SELECTED TEXT:
========================================

5–10 Sept 2021
Online
Europe/Lisbon timezone

Overview and status of the PanEDM experiment at ILL

5 Sept 2021, 15:15
20m
Online

Online

Talk Tests of symmetries and conservation laws Tests of symmetries and conservation laws

Speaker

Dr Florian Kuchler (TU München)

Description

Searches for permanent electric dipole moments (EDMs) provide important results to constrain model parameters and promising experiments to potentially reveal beyond Standard Model (SM) physics. A non-zero EDM is a direct manifestation of time-reversal (T) violation, and, equivalently, violation of the combined operation of charge-conjugation (C) and parity inversion (P). Identifying new sources of CP violation can help to solve fundamental puzzles of the SM, e.g. the observed baryon-asymmetry in the Universe.
The PanEDM experiment’s goal is to measure the EDM of the neutron with a sensitivity at least one order of magnitude below the current best limit of d$_n$<1.8e-26 ecm (90% C.L.). Located at the new ultra-cold neutron (UCN) source SuperSUN at ILL PanEDM will greatly benefit from high UCN densities with UCN energies below 80 neV. A statistical neutron EDM sensitivity of 3.8e-27 ecm is expected within 100 measurement days with SuperSUN phase-I. With future phase-II improvements in SuperSUN and the PanEDM apparatus an ultimate statistical sensitivity of 7.9e-28 ecm is anticipated.

========================================

PARTS OF THE EXERCISE:
(1) According to the PanEDM talk abstract, at which ultra-cold neutron source is the experiment located?
(2) Continue the PanEDM talk abstract from its final sentence.
The material placed after this plays no part in the exercise.

GIVEN DATA:
========================================

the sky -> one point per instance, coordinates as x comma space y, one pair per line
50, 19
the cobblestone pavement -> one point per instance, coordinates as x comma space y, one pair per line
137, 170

========================================

RESULTS IN ORDER:
(1) The new ultra-cold neutron source SuperSUN at ILL.

(2)
The already commissioned passive magnetic shield provides highly stable magnetic fields with drifts <10fT over 250s and magnetic field gradient drifts <10fT/m/s, strongly suppressing major systematic effects. Other subsystems addressing systematic effects are being commissioned, e.g. external Hg magnetometer cells, an all-optical Cs magnetometer array and the high-voltage system including a leakage current monitor.
In this presentation I will give an overview of ILL’s new UCN source SuperSUN, the PanEDM experiment and its main components and a status report on recent progress including results from ongoing commissioning of SuperSUN.